TASK GOAL » Reproduce the data below word for word.

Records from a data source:
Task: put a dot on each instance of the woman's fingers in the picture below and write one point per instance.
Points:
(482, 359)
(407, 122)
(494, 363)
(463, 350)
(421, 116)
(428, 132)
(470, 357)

TASK SOLUTION »
Task: put a dot on each instance of the woman's fingers in the picture below and write one point per instance.
Points:
(482, 359)
(407, 122)
(494, 363)
(463, 350)
(421, 116)
(428, 132)
(470, 357)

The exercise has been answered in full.